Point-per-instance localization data
• • • • •
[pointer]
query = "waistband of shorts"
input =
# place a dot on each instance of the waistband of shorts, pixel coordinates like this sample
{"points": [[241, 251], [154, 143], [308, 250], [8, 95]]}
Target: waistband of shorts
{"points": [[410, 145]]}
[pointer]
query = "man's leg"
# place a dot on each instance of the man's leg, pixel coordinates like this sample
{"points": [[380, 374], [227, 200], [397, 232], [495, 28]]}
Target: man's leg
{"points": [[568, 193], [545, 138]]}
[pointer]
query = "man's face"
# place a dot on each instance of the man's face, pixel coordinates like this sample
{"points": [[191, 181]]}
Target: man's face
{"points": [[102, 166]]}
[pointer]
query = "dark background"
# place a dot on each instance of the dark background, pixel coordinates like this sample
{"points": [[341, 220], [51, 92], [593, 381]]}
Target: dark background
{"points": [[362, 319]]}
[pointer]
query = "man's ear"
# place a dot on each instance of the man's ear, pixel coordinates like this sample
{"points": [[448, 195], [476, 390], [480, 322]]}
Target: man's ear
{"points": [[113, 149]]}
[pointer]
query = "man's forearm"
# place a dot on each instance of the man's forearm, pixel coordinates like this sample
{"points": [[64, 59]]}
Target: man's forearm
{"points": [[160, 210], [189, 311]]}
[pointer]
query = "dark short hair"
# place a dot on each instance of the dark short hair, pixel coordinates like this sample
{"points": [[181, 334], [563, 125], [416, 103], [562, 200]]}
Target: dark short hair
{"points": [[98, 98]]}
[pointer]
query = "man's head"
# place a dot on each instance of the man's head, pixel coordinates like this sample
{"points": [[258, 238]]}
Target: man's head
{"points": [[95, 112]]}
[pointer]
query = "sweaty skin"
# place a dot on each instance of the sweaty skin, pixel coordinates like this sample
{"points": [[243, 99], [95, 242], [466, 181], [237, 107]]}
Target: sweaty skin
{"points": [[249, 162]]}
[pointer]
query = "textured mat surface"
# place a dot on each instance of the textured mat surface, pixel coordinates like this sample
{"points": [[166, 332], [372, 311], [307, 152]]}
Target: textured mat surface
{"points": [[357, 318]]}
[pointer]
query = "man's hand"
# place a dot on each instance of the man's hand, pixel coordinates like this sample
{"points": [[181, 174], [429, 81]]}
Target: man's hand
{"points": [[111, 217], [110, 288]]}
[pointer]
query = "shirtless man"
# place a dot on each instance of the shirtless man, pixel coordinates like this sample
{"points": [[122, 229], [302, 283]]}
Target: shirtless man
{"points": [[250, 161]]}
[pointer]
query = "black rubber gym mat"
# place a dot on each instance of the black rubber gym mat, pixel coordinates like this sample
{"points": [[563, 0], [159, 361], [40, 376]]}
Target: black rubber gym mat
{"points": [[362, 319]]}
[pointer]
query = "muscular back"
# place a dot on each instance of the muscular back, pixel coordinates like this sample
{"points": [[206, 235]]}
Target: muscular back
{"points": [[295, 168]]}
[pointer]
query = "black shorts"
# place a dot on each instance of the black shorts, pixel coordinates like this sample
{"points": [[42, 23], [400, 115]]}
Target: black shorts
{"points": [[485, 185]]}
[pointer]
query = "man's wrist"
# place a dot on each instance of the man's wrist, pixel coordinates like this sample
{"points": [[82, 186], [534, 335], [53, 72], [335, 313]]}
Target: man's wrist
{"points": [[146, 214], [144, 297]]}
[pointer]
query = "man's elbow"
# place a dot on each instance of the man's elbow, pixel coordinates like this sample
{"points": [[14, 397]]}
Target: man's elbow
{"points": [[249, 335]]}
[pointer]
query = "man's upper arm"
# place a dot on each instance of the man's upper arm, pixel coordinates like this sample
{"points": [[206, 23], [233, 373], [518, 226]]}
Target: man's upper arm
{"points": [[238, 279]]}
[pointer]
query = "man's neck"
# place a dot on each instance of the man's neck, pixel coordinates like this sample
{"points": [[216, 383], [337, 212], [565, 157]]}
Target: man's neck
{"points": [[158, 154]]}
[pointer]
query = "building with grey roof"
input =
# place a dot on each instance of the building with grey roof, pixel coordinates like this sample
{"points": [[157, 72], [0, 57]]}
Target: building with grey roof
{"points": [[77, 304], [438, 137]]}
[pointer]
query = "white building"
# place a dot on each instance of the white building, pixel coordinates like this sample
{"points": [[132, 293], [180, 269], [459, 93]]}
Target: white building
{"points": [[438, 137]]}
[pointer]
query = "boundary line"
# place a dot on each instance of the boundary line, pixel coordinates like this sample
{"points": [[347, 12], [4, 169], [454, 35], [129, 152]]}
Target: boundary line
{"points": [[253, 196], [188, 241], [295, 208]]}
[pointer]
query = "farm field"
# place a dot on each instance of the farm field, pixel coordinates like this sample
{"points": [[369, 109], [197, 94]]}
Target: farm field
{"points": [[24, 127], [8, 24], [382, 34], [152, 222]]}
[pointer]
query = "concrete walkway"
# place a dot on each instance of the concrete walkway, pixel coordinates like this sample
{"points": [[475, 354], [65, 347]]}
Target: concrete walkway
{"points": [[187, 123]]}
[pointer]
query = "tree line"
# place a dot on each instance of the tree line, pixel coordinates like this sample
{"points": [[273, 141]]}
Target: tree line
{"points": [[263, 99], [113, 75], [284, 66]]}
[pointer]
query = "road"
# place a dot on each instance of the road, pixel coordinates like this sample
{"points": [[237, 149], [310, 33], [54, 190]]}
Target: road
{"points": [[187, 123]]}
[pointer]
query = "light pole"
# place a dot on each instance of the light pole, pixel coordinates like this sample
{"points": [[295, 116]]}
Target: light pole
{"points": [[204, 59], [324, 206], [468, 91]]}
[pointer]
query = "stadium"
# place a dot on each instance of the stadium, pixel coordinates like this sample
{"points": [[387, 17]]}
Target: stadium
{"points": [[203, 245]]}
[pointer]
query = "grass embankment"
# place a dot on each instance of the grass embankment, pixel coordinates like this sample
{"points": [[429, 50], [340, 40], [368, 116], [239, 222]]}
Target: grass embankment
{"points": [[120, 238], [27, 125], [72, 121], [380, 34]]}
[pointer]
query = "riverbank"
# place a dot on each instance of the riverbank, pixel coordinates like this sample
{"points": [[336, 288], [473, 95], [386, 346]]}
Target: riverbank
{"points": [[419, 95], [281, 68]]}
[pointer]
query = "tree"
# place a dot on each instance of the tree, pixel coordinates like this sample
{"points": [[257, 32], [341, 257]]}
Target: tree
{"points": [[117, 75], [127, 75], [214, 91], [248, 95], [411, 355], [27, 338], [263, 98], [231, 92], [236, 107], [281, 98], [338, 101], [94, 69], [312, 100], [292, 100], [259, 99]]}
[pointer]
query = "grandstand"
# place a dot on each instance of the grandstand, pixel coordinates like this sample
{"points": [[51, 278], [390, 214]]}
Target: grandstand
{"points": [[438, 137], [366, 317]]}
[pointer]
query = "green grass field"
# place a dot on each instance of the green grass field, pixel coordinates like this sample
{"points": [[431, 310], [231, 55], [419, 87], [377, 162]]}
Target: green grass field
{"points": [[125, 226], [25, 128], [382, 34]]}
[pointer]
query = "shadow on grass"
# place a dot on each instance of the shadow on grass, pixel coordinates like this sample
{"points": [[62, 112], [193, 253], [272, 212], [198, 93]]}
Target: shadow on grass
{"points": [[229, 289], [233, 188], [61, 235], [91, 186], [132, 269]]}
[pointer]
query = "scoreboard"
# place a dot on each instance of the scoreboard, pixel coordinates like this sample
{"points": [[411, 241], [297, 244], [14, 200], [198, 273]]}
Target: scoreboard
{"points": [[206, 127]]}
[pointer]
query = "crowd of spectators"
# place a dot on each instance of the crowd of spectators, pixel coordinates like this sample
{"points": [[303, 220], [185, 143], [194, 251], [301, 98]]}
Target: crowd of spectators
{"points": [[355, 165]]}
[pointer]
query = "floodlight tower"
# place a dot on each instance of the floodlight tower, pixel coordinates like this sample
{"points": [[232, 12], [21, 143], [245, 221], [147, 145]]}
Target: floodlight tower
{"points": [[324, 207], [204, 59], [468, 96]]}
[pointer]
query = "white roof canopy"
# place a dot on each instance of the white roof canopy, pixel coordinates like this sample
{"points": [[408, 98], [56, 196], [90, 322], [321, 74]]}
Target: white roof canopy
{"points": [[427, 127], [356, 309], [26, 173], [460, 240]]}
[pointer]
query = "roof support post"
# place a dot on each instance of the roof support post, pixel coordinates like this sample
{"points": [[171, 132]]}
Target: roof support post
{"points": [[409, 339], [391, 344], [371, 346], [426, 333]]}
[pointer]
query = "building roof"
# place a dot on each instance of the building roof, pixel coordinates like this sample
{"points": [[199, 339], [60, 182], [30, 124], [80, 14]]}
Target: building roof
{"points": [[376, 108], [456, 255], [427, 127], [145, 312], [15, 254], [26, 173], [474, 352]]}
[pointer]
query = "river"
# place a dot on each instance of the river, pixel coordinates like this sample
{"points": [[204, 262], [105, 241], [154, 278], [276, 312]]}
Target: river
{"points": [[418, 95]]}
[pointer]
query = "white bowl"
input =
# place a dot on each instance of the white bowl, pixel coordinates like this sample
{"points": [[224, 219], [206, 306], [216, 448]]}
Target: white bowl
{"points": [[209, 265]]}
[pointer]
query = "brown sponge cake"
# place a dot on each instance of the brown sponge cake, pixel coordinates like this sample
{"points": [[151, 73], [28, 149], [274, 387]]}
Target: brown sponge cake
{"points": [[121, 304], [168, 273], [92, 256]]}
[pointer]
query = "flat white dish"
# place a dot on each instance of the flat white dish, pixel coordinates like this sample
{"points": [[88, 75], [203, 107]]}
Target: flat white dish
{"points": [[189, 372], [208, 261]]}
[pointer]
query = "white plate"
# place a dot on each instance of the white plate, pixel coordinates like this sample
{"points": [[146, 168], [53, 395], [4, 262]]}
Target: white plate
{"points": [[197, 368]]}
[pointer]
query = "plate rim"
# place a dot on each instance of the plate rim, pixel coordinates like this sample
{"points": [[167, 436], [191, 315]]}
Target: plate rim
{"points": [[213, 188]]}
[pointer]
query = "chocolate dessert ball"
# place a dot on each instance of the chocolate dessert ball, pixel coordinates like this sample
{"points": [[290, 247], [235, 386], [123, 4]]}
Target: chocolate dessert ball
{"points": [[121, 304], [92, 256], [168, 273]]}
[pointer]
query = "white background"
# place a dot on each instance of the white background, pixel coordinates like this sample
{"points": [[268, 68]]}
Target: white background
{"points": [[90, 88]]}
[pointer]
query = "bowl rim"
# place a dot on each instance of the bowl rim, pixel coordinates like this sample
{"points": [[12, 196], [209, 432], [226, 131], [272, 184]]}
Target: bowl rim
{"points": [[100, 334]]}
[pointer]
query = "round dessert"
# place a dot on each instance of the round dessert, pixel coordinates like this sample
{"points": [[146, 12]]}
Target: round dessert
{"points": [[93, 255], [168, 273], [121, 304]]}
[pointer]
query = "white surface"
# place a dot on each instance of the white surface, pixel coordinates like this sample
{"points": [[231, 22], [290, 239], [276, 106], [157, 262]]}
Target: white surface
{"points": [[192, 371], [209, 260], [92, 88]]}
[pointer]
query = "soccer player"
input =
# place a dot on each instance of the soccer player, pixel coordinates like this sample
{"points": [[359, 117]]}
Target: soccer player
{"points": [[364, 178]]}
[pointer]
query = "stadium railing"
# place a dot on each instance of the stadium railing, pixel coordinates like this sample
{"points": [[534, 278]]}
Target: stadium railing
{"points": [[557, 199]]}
• • • • •
**What you need to do:**
Out of the data above, transcribe exactly and only the lines starting with the line that has "hand, pixel coordinates like this sample" and going on through the line that has "# place a dot on each instance of the black rubber", both included.

**Answer to the exercise:**
# place a dot on each instance of the man's hand, pixel coordinates like this sample
{"points": [[181, 174], [429, 81]]}
Target: man's hand
{"points": [[111, 217], [110, 288]]}
[pointer]
query = "shirtless man"
# place a dot on each instance of the shirtless man, pixel coordinates like this sample
{"points": [[122, 229], [302, 283]]}
Target: shirtless man
{"points": [[250, 161]]}
[pointer]
query = "black rubber gym mat"
# place a dot on each instance of the black rubber gym mat, pixel coordinates like this sample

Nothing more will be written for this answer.